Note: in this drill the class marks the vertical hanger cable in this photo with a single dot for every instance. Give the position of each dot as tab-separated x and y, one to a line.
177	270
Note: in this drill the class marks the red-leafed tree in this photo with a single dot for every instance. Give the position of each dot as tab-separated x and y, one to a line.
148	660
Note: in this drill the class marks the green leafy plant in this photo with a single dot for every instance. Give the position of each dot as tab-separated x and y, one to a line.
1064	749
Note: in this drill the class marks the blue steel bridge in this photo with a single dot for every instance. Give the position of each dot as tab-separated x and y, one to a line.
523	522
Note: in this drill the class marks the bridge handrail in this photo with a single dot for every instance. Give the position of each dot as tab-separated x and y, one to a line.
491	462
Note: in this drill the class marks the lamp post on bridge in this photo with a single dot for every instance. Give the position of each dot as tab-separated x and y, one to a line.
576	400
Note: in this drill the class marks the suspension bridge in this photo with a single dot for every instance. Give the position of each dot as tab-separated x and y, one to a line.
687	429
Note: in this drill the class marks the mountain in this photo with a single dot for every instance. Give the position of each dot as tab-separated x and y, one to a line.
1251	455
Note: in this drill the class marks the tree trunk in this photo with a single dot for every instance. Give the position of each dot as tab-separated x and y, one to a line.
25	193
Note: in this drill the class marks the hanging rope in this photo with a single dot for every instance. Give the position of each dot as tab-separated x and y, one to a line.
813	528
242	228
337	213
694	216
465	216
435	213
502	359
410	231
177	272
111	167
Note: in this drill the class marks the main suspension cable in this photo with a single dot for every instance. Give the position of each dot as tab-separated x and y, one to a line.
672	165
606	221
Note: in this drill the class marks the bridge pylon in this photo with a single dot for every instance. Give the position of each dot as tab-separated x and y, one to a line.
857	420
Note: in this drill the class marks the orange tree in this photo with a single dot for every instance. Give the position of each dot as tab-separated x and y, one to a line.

§ §

**TASK DIRECTIONS**
Copy every one of the records above word for word, keeping each on its own line.

**EXERCISE RESPONSE**
Note: in this drill the class marks the vertical hanger cable in this photo with a single dot for every instance. Give the position of each dot as tab-separated x and y, one to a line.
177	270
Note: in this drill the class marks the red-leafed tree in this photo with a single dot for every instance. Give the position of each dot as tab-separated x and y, one to a line.
148	660
Note: in this drill the class marks the green leafy plant in this photo with a single dot for every instance. Give the position of each dot as tab-separated x and y, one to a line.
1064	749
Note: in this drill the class marks the blue steel bridge in this photo with a single dot for every instance. Give the position of each dot as tab-separated x and y, one to a line.
523	522
Note: in this drill the class marks the bridge handrail in this photo with a single dot for every instance. Give the position of each dot as tab-separated x and y, one to a line.
491	462
Note: in this drill the class marks the lamp post on bridge in this photo with a single dot for every instance. Give the position of each dot as tab-separated x and y, one to a line.
576	400
Note: in this drill the class marks the suspension bridge in this photo with a single dot for every instance. Give the position of each dot as tab-separated x and y, one to a line.
687	429
Note: in this drill the class marks the mountain in this photo with a single dot for every instance. Give the position of each dot as tab-separated x and y, one to a line.
1251	455
Note: in this drill the class marks the tree trunk in this photo with a single dot for every instance. Give the position of each dot as tab-separated x and y, one to a line.
25	193
Note: in this drill the class marks the hanging rope in this photo with a single dot for every instance. Give the position of each dot as tab-separated x and y, one to a line.
813	528
242	228
337	213
694	216
465	216
435	213
502	359
410	231
177	272
111	167
Note: in this drill the class marks the main suspension cable in this photo with a single dot for every instance. Give the position of each dot as tab-separated x and y, one to a line.
672	165
606	221
Note: in this drill the class marks the bridge pylon in this photo with a single dot for every instance. Give the position of each dot as tab-separated x and y, one to a line.
857	420
Note: in this drill the class marks the orange tree in this photo with a single dot for every instance. Give the position of each dot as tab-separated x and y, one to a line.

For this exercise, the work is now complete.